What you will do
After finding the line that contains "this might be easy — spot the shadowed" in the entries below, retype it and every following line precisely, the last included.
─── Dataset content
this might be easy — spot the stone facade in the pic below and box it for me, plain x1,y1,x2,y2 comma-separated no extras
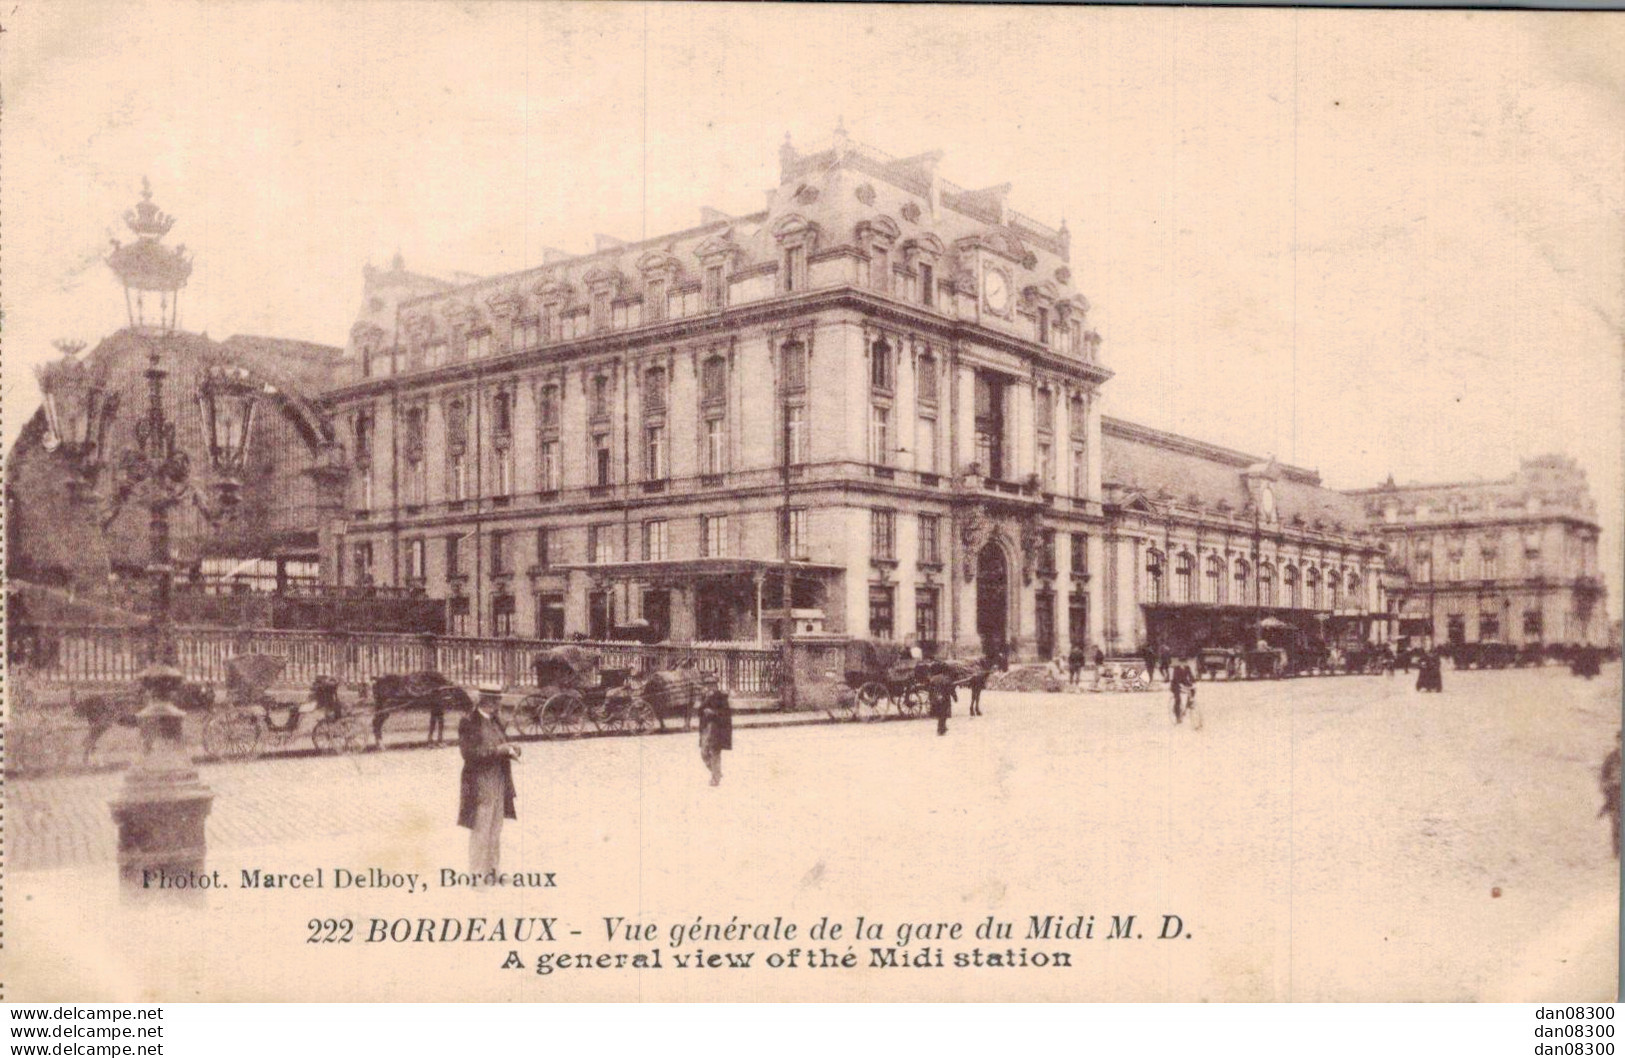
1348,456,1608,647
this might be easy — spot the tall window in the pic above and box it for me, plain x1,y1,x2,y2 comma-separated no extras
1036,388,1054,433
1070,532,1088,575
645,279,666,322
783,246,806,292
781,507,807,560
445,399,468,501
919,514,941,565
1038,442,1054,490
538,384,561,430
405,538,426,582
916,587,940,645
534,527,551,570
705,417,727,475
492,445,513,497
1259,562,1275,607
870,338,893,391
490,530,508,575
592,290,611,332
1146,548,1165,603
870,249,890,293
870,405,891,465
869,585,895,638
515,317,541,352
445,534,461,577
1040,530,1058,575
1037,307,1050,345
1306,567,1322,609
588,524,613,565
403,407,427,504
871,509,896,561
492,391,512,435
1234,559,1251,605
1523,610,1543,640
491,594,515,637
1284,564,1300,607
919,263,934,307
353,412,373,466
591,375,610,420
466,330,491,359
780,340,807,393
1174,552,1194,603
1327,572,1341,611
785,404,808,465
1481,549,1499,581
1071,445,1086,497
704,265,726,309
974,372,1006,479
917,414,938,474
490,392,513,496
540,304,560,342
702,355,728,404
645,424,667,480
352,542,374,586
1347,572,1361,607
538,439,560,492
642,519,668,561
593,433,612,487
424,340,447,368
1205,554,1225,603
644,367,667,413
702,515,729,558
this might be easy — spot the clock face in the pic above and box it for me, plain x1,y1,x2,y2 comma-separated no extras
984,268,1010,313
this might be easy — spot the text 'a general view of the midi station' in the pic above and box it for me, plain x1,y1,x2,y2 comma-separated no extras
9,125,1613,733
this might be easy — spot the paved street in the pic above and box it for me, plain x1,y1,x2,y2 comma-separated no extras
5,666,1618,1001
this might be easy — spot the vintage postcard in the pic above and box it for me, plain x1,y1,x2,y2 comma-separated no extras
2,2,1619,1003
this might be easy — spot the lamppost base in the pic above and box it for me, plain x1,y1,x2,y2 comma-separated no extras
110,755,216,903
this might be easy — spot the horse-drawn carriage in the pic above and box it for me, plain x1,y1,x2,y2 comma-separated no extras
203,653,369,761
839,639,927,721
505,647,711,738
368,670,472,747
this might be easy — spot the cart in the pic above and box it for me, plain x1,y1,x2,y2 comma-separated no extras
627,665,714,732
203,654,367,761
842,639,926,721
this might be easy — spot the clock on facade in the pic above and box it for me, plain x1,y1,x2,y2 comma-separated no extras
983,267,1010,314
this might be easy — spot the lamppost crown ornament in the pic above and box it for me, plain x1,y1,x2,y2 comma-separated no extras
108,178,192,334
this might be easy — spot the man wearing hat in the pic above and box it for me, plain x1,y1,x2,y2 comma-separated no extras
458,684,520,874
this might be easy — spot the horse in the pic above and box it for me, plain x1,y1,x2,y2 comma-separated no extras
72,682,215,763
368,672,472,748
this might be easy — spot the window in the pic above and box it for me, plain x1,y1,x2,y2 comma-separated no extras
515,317,541,352
782,507,807,560
871,509,896,561
1037,307,1050,345
1071,444,1087,496
1175,552,1194,603
1040,531,1057,575
1069,395,1087,440
1258,562,1275,607
588,524,613,565
644,424,667,480
612,301,639,331
466,331,491,359
1146,548,1165,603
405,538,426,582
492,391,512,435
535,527,551,570
591,375,610,420
1038,442,1053,490
702,356,728,404
492,446,513,497
1482,549,1499,580
785,404,808,465
490,531,508,575
594,433,612,487
446,399,468,500
1327,574,1340,611
870,249,890,293
783,246,805,292
1447,553,1463,581
702,515,729,558
919,514,941,565
447,451,467,501
869,585,895,639
540,304,559,342
1306,567,1322,609
704,265,726,309
780,340,807,392
644,367,667,413
1070,532,1088,575
1523,610,1543,640
974,372,1006,479
917,415,938,474
1479,613,1500,641
1205,555,1224,603
445,534,461,577
870,405,891,465
352,542,374,586
425,340,447,368
1415,549,1432,584
704,416,727,475
1284,564,1300,607
1234,559,1251,605
672,287,700,318
353,412,373,466
538,439,560,492
592,290,611,331
538,384,561,431
403,407,427,504
643,519,668,562
917,352,938,405
916,586,940,645
492,593,515,637
1036,389,1054,433
920,263,934,307
448,595,470,637
1348,572,1361,604
536,593,565,640
870,338,893,391
645,279,666,322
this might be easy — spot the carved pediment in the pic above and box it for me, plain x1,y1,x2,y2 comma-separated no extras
695,232,738,262
486,289,524,319
854,215,901,246
532,274,574,301
637,250,683,277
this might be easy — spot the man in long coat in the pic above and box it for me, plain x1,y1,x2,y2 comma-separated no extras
697,688,733,786
459,685,519,874
929,671,957,735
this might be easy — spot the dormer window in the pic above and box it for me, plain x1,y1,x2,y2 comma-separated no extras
645,278,666,321
466,330,491,359
514,317,541,352
592,289,611,331
784,246,806,292
772,214,819,295
1037,308,1050,345
920,263,934,307
704,265,726,309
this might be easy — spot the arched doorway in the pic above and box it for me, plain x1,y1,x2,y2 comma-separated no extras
976,542,1009,661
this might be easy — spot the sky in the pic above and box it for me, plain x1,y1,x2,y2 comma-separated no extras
4,2,1622,613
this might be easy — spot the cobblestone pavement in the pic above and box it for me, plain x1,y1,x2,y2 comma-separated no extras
6,666,1619,1001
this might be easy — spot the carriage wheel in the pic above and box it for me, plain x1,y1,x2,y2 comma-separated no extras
1128,675,1149,692
625,698,658,736
828,689,860,723
334,716,370,754
312,718,338,755
204,711,262,761
856,682,889,722
897,686,925,717
518,695,549,738
544,692,588,738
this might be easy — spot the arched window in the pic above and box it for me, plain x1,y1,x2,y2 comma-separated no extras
1174,551,1194,603
1306,567,1322,610
1145,548,1165,603
1347,571,1361,603
1234,559,1251,606
1205,554,1225,604
1283,564,1300,608
1257,561,1275,607
1327,570,1340,611
870,338,893,391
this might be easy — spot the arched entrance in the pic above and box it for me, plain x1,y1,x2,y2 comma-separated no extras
976,542,1009,661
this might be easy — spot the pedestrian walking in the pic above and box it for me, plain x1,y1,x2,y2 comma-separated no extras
967,655,990,716
697,688,733,786
1094,645,1106,670
1158,650,1173,683
1067,645,1087,689
458,684,519,875
929,672,956,736
1140,642,1157,684
1416,650,1444,693
1170,659,1196,724
1600,730,1621,859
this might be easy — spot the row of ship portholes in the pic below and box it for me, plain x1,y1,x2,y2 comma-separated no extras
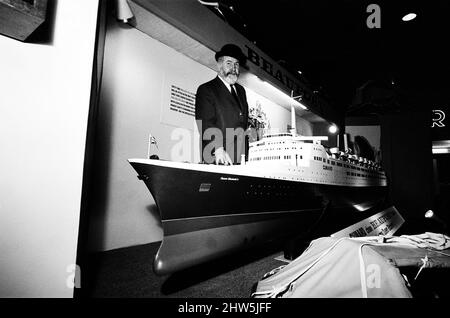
255,171,380,187
245,191,291,196
249,184,294,189
243,178,380,194
287,167,383,180
245,184,296,197
247,184,297,197
248,155,301,161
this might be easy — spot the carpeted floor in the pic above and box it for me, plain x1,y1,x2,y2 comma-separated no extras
81,207,377,298
80,234,450,299
84,240,288,298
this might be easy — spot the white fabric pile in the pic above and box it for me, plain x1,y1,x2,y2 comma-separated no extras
365,232,450,250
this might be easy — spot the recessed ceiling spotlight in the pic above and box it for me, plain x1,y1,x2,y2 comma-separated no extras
402,13,417,22
328,125,338,134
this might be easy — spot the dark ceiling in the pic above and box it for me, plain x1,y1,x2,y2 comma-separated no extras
203,0,450,115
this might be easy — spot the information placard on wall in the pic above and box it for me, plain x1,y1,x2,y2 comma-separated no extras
169,84,196,117
160,72,199,131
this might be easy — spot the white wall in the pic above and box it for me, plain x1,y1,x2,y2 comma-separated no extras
88,15,313,252
87,17,213,252
0,0,99,297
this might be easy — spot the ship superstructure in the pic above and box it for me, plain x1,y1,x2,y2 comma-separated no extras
245,131,386,187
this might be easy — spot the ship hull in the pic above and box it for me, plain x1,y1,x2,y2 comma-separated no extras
129,160,387,275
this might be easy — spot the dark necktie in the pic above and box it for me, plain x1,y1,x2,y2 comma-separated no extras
230,84,242,110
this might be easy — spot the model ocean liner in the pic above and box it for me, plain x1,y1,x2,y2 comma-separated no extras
129,116,387,275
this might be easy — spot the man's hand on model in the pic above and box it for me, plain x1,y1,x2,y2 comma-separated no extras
214,147,233,165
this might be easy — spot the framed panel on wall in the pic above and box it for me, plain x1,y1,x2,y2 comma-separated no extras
0,0,48,41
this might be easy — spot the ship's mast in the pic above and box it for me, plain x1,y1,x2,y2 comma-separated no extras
290,105,296,137
344,133,349,152
290,90,297,137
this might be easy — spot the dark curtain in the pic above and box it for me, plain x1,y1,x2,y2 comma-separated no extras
350,79,436,233
380,110,434,232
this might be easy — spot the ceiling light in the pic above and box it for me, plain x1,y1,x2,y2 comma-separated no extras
297,70,302,75
402,13,416,22
197,0,219,7
116,0,134,23
328,125,338,134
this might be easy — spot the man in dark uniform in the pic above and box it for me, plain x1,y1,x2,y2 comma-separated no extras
195,44,249,165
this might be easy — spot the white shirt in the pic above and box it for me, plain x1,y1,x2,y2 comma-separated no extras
217,75,235,94
217,75,242,114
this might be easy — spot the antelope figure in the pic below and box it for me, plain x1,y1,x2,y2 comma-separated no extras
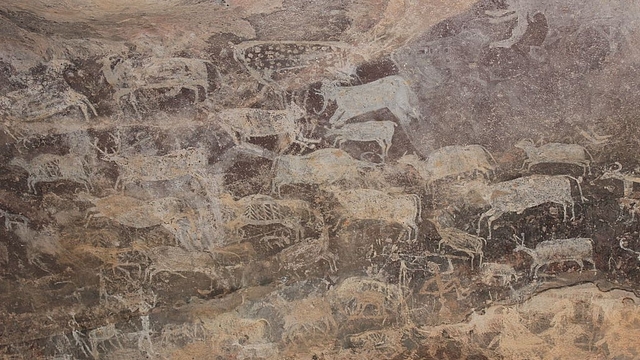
513,234,595,278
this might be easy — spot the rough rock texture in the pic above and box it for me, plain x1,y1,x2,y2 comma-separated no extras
1,0,640,358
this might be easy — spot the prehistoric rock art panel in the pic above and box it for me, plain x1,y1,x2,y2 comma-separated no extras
1,0,640,358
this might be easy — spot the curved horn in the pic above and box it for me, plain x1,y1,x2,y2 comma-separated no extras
613,162,623,172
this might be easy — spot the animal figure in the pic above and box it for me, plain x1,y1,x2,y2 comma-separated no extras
10,153,92,194
0,86,97,122
276,228,338,276
485,0,635,52
214,101,317,151
324,120,396,160
514,139,593,175
271,148,377,196
329,187,421,242
330,276,402,320
397,145,496,191
219,193,316,242
99,55,212,113
513,234,595,278
430,218,485,270
317,75,420,128
473,175,585,239
598,162,640,197
92,134,207,189
479,262,519,286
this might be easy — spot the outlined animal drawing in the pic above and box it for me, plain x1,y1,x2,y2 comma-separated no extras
329,187,421,242
397,145,497,191
219,193,318,242
514,139,593,175
213,101,318,151
485,0,635,52
92,133,207,189
324,120,396,160
270,148,377,196
430,219,485,270
10,153,92,194
317,75,420,128
0,86,97,122
512,234,595,278
597,162,640,197
473,175,585,239
99,55,213,113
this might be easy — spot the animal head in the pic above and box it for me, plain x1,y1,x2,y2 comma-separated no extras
599,162,623,180
514,138,535,149
396,153,422,168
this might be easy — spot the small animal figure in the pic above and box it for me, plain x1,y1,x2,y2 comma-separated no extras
514,139,593,175
324,120,396,160
513,234,595,278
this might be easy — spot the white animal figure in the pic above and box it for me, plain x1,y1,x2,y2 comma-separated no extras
324,120,396,160
513,234,595,278
270,148,377,196
330,276,402,320
473,175,585,239
0,86,97,122
214,101,317,151
276,228,337,275
219,193,317,242
397,145,497,191
317,75,420,128
598,162,640,197
485,0,634,51
139,245,224,283
99,55,212,112
514,139,594,175
431,220,485,270
10,153,92,194
92,134,207,189
479,262,519,286
329,187,421,242
77,193,190,229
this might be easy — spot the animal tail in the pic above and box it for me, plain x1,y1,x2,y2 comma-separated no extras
565,175,587,202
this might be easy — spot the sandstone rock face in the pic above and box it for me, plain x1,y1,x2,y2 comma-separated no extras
1,0,640,358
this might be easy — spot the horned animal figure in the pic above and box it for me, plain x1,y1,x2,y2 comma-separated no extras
480,262,519,286
317,75,420,128
92,133,207,189
329,187,421,242
430,216,485,270
598,162,640,197
473,175,585,239
0,87,97,122
10,153,92,194
324,120,396,160
213,101,318,151
270,148,378,197
99,55,213,113
398,145,496,192
485,0,633,52
219,193,316,242
513,234,595,278
514,139,593,175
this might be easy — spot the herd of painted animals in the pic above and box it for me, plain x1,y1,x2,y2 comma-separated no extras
0,33,640,354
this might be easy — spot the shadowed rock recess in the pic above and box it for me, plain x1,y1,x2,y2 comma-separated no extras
2,0,640,358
──────
Response area
this might be easy — spot the shadowed rock recess in the pic above and box it for me, plain x1,y1,x2,y2 comma-separated no extras
2,0,640,358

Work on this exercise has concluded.